---------- TEXT SECTION
= Quattron =

LCD color display technology

Quattron is the brand name of an LCD color display technology produced by Sharp Electronics. In addition to the standard RGB (red, green, and blue) color subpixels, the technology utilizes a yellow fourth color subpixel (RGBY) which Sharp claims increases the range of displayable colors, and which may mimic more closely the way the brain processes color information. The screen is a form of multi-primary color display, other forms of which have been developed in parallel to Sharp's version.

The technology is used in Sharp's Aquos LCD TV product line, particularly in models with screens 40 inches across and larger. It was at first introduced as “sub-pixel color technology” and then later coined into Quattron technology by Linda Lim from Sharp Malaysia. The technology, distinct from the product line, has been advertised featuring George Takei as the spokesperson in the debut commercial, in which he uses his catchphrase "Oh My". Another commercial had Takei advertising the 3-D model with the Minions from the 2010 movie
Despicable Me. In Malaysia, the famous tagline was “4C has arrived, 3C is over” mimicking the attention of 4G technology trend at that moment, but was actually referring to its advanced color technology. The later version was known as Quattron Pro with further subdivided pixels applied to its HDTV range.
--------------------
◆ **TASKS TO COMPLETE**
a – Name every subpixel color that the Quattron text says the technology uses.
b – Print the Quattron text from "The technology is" up to and including "its HDTV range.".
---------- DATA PROVIDED
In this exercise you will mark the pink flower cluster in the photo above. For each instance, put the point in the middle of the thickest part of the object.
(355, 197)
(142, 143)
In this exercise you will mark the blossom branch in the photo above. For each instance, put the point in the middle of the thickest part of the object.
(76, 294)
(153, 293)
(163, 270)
--------------------
---------- DATA PROVIDED
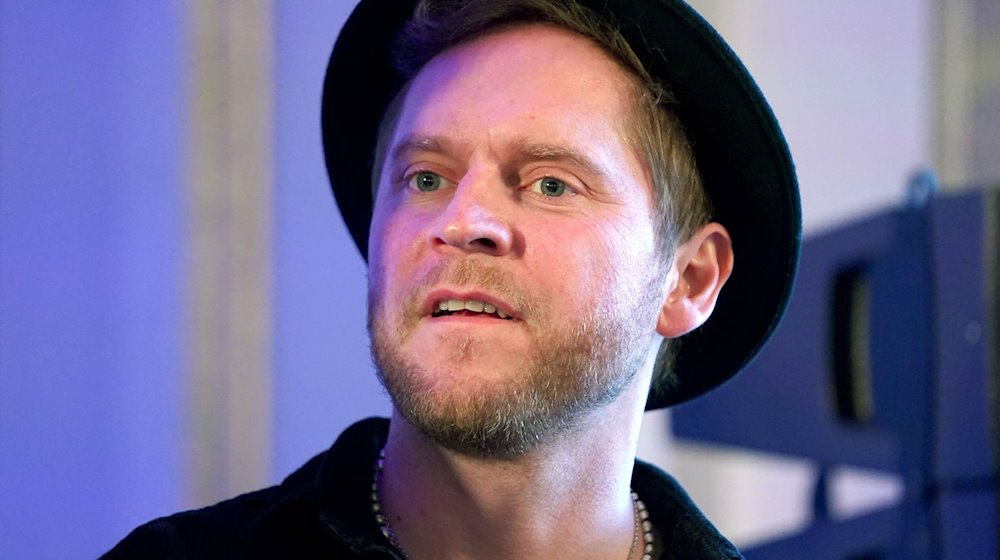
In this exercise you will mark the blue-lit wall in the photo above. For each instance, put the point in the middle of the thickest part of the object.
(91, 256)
--------------------
◆ **ANSWERS FOR EACH ITEM**
a – Red, green, blue, and yellow

b –
The technology is used in Sharp's Aquos LCD TV product line, particularly in models with screens 40 inches across and larger. It was at first introduced as “sub-pixel color technology” and then later coined into Quattron technology by Linda Lim from Sharp Malaysia. The technology, distinct from the product line, has been advertised featuring George Takei as the spokesperson in the debut commercial, in which he uses his catchphrase "Oh My". Another commercial had Takei advertising the 3-D model with the Minions from the 2010 movie
Despicable Me. In Malaysia, the famous tagline was “4C has arrived, 3C is over” mimicking the attention of 4G technology trend at that moment, but was actually referring to its advanced color technology. The later version was known as Quattron Pro with further subdivided pixels applied to its HDTV range.